TASK PROMPT: Please copy every record below exactly, but leave the pictures out.

BEGIN EXTRACTED MATERIAL

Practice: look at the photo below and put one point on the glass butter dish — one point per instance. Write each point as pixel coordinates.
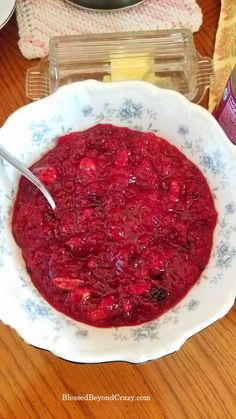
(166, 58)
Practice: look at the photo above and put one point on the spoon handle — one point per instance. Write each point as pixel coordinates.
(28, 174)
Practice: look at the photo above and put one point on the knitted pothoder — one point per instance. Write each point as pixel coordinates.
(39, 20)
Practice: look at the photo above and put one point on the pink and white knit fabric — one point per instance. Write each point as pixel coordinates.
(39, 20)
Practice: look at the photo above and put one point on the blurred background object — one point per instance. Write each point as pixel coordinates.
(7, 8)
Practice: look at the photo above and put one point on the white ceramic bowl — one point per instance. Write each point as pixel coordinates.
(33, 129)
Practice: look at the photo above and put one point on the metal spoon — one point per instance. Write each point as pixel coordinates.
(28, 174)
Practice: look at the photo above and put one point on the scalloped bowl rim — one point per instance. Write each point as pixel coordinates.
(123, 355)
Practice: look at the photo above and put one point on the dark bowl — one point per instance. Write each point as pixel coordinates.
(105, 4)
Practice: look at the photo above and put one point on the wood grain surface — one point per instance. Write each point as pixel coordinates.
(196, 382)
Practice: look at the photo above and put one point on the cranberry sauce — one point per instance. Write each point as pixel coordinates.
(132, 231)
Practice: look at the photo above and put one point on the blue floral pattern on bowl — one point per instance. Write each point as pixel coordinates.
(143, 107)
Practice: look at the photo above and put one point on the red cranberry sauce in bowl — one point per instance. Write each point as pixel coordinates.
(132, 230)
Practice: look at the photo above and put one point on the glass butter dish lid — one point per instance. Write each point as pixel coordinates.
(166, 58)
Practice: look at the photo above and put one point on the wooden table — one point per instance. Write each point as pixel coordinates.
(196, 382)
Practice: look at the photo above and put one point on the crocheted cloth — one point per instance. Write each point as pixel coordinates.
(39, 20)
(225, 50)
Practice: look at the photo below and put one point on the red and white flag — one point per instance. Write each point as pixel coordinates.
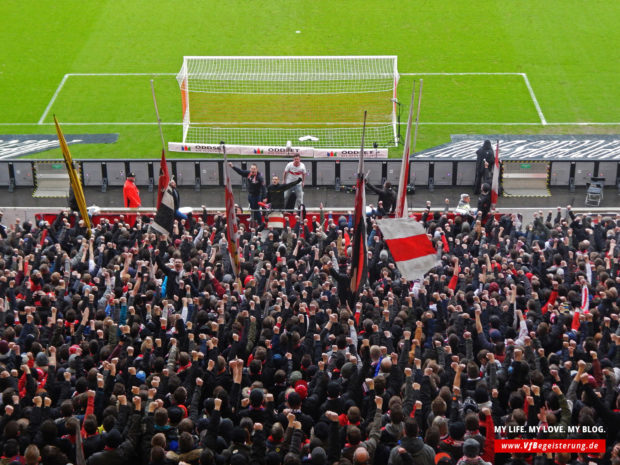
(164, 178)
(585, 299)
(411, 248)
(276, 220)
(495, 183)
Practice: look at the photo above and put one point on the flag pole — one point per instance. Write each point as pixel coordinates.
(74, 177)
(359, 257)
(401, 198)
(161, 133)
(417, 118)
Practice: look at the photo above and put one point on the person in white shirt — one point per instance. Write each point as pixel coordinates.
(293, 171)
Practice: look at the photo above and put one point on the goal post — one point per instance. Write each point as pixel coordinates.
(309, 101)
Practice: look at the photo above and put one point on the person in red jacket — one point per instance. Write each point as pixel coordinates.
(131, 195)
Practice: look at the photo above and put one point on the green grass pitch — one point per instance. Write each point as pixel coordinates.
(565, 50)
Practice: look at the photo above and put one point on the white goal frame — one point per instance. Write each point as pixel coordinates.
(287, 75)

END EXTRACTED MATERIAL

ANSWER SPACE:
Practice: look at the photo below and put one point on the glass butter dish — one point per instance. Write each point as pixel coordinates.
(166, 58)
Practice: look at the photo above and put one point on the spoon handle — one point per instance. Write each point as pixel coordinates.
(28, 174)
Practice: look at the photo above and put one point on the knitted pothoder — one point per instance. Write each point as pixel coordinates.
(39, 20)
Practice: look at the photo above and put one point on the pink and white knit fabric — one point per instance. Write each point as pixel coordinates.
(39, 20)
Practice: look at the photo above and put one point on the blurred background object — one point per instance. Write each point as pixel coordinates.
(7, 8)
Practice: look at the photo above and put one point on the white ceramic bowl — one point per instance. Write each point as pixel coordinates.
(33, 129)
Practice: look at the photo above and put one point on the metal spoon — one point per instance. Write each point as pixel coordinates.
(28, 174)
Practice: look at the photo above and put one point on the scalloped bowl rim — one point per instance. Write each point as pixel coordinates.
(123, 355)
Practice: look at the photo above and put one point on the dark bowl — one point per instance. Write each point as pixel coordinates.
(105, 4)
Practice: look at the photo above and put one point on the wood grain surface — one point per instance. Write each point as pixel coordinates.
(196, 382)
Practice: look at the photo above and put one point on the cranberry sauce — one point per instance. Write each point as pixel coordinates.
(132, 231)
Practice: look at the photo above and put one point on the blue floral pattern on bowl — one point per instance. Write each point as pixel coordinates.
(143, 107)
Practice: look at the photo above and put one point on the red cranberry sauce in bowl — one point per instance. Write each point as pixel coordinates.
(132, 230)
Practice: look at the photo above and put one point on the glass butter dish lid — one point per instance. Write each point as pixel coordinates.
(166, 58)
Practice: look at the photo above and put one point on the wooden table — one point per instance. Write each point as pixel coordinates.
(196, 382)
Practice: look at the photo above and put one point on the crocheted cloth — one point per instance. Write each point as pixel coordinates.
(39, 20)
(225, 50)
Practice: look at the photo below and put one point on the red and white flag — one point per instance. Write each point as pixel coordinates.
(164, 178)
(585, 299)
(411, 248)
(276, 220)
(495, 183)
Practice: look at the photo above and put one point on the flag pole — one point per instance. Write each point as pixel coordinates.
(74, 177)
(359, 257)
(401, 198)
(161, 133)
(417, 118)
Practice: look at the photo above and put one point on the person in white shirt — one point per instance. Write each point as pixel coordinates.
(293, 171)
Practice: look at the photo above and put one point on the goal post — one point per instance. Write each point as pixel coordinates.
(309, 101)
Practice: look at the photo above and put one point on the person in red jacket — one point per instance. Write each point as pixel coordinates.
(131, 195)
Practice: look at the photo above and put one point on the green grass pitch — one point per instance. Write each point as pixel coordinates.
(565, 50)
Practice: look at the photo above and put one point on the white goal frame — one point per instance. Write each point as pixel coordinates.
(287, 75)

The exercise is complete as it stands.